**Ausgewählter Auszug:**

◆ ◆ ◆ ◆

Vorwurf mangelnden politischen Engagements
Doch schon die Frankfurter Auszeichnung löste neben Freude auch vielfaches Unbehagen aus. Kritiker wandten ein, es werde ein Dichter geehrt, dessen Zeit zumindest in politischer Hinsicht überraschend schnell abgelaufen schien, der offenbar nicht mehr mithielt mit den Ereignissen in seinem Geburtsland Syrien. Mit gutem Grund konnte man sich fragen, ob Adonis den Aufstand seiner Landsleute gegen das Regime Baschar al-Assads hinreichend verstanden hatte. Der Präsident sei fähig zu Reformen, äußerte er in einem Interview, als der schon Tausende Menschen hatte töten lassen. Das Mindeste, was Assad tun könne, sei, zurückzutreten, äußerte er im gleichen Interview. Schlau wurde niemand daraus. Hatte Adonis, wie sein Geschöpf Miyhar, den Faden der Dinge verloren? War der Stern zumindest seines politischen Empfindens erloschen?
Diese Vermutung konnte Adonis in den folgenden Jahren nicht widerlegen. Im Gegenteil: Er trat mit Äußerungen an die Öffentlichkeit, durch die er sich für viele seiner Landsleute endgültig diskreditierte. Er könne keine Revolution unterstützen, die in den Moscheen ihren Ausgang nehme, hatte er kurz nach Ausbruch der syrischen Revolution erklärt – in Anspielung auf den Umstand, dass die Syrer sich, in Ermangelung anderer Treffpunkte, zunächst in Gotteshäusern organisiert hatten. Und vor kurzem erklärte er in der libanesischen Tageszeitung "Al Safir", er verstehe nicht, dass man die Syrer immer noch als "Volk der Revolution" bezeichne – wo doch ein Drittel dieses Volkes das Land verlassen habe.

◆ ◆ ◆ ◆

[Datensätze zur Segmentierungsannotation]

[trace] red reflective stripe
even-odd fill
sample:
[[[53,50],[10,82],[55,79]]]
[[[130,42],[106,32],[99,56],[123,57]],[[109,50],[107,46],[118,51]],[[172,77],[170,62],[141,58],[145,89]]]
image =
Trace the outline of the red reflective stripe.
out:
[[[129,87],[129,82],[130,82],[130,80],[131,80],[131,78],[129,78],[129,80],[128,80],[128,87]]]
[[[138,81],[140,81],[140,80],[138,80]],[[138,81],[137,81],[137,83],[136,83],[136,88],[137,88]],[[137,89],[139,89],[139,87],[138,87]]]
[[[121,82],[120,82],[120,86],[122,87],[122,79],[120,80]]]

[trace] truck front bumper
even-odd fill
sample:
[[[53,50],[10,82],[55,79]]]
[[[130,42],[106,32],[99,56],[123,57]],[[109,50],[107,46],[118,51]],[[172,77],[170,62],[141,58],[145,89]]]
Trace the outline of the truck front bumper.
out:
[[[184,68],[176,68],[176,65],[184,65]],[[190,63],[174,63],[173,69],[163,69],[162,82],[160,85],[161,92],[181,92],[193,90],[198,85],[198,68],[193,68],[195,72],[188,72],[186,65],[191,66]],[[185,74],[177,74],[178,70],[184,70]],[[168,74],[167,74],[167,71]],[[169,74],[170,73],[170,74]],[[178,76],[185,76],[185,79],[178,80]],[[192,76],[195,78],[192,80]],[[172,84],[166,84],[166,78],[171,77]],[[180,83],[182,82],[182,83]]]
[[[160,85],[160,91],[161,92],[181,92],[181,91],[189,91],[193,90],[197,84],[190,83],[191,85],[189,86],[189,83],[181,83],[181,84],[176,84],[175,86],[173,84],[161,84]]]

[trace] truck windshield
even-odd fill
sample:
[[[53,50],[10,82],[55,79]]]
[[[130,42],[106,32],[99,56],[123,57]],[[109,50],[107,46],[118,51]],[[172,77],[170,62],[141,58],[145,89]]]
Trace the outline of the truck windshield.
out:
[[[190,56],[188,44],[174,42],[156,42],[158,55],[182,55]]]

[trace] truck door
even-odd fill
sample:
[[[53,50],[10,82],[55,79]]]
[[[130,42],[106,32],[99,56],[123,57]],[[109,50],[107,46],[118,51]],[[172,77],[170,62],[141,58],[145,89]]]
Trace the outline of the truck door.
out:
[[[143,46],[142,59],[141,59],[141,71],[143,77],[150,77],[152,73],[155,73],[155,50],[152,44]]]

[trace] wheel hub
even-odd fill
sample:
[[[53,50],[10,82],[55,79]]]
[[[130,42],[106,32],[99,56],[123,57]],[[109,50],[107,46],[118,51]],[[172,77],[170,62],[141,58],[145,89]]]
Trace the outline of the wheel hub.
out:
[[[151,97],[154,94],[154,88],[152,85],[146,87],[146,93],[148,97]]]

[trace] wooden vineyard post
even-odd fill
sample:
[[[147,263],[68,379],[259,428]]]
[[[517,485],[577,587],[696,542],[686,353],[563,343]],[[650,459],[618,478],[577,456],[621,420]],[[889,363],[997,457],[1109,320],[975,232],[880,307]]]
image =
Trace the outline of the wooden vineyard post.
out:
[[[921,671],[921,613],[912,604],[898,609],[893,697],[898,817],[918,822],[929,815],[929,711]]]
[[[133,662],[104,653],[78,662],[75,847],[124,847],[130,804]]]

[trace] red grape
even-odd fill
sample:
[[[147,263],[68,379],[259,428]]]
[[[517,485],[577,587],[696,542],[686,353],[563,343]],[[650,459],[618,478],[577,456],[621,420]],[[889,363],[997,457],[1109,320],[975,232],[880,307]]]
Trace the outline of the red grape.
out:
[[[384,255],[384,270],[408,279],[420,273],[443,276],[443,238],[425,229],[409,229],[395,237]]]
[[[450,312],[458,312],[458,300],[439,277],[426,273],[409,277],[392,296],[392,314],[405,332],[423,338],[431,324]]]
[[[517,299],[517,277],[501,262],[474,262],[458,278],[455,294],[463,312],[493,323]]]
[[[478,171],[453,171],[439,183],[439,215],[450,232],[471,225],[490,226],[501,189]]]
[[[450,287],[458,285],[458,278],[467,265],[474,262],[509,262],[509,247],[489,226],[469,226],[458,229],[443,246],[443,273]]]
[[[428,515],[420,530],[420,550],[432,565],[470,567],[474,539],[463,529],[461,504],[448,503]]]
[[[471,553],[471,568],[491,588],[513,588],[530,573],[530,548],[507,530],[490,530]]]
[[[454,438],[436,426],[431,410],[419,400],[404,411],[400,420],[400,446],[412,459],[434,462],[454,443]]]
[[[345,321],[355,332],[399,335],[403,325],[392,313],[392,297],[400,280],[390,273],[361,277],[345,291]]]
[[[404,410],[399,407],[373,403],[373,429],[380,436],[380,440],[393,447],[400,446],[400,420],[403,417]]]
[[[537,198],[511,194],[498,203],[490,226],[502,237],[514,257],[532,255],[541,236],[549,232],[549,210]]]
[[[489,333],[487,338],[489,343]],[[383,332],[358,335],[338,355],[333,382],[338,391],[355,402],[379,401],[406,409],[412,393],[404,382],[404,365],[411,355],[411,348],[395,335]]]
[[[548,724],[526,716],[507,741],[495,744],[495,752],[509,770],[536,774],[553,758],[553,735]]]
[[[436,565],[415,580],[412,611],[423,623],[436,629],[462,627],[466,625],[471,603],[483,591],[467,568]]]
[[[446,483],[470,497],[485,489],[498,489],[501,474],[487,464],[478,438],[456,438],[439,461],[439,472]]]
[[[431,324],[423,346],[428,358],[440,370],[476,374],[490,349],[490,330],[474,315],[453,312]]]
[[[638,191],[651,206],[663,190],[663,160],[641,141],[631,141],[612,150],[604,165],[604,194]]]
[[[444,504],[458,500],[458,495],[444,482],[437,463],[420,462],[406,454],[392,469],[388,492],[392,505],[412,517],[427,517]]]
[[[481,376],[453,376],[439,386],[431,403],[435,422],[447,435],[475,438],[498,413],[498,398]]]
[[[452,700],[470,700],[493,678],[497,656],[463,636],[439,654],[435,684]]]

◆ ◆ ◆ ◆

Gib bitte einen Abschnitt aus dem Auszug über Adonis wortgetreu wieder. Setze bei den Worten mit „Diese Vermutung konnte“ ein und höre nach „Land verlassen habe.“ auf.

Diese Vermutung konnte Adonis in den folgenden Jahren nicht widerlegen. Im Gegenteil: Er trat mit Äußerungen an die Öffentlichkeit, durch die er sich für viele seiner Landsleute endgültig diskreditierte. Er könne keine Revolution unterstützen, die in den Moscheen ihren Ausgang nehme, hatte er kurz nach Ausbruch der syrischen Revolution erklärt – in Anspielung auf den Umstand, dass die Syrer sich, in Ermangelung anderer Treffpunkte, zunächst in Gotteshäusern organisiert hatten. Und vor kurzem erklärte er in der libanesischen Tageszeitung "Al Safir", er verstehe nicht, dass man die Syrer immer noch als "Volk der Revolution" bezeichne – wo doch ein Drittel dieses Volkes das Land verlassen habe.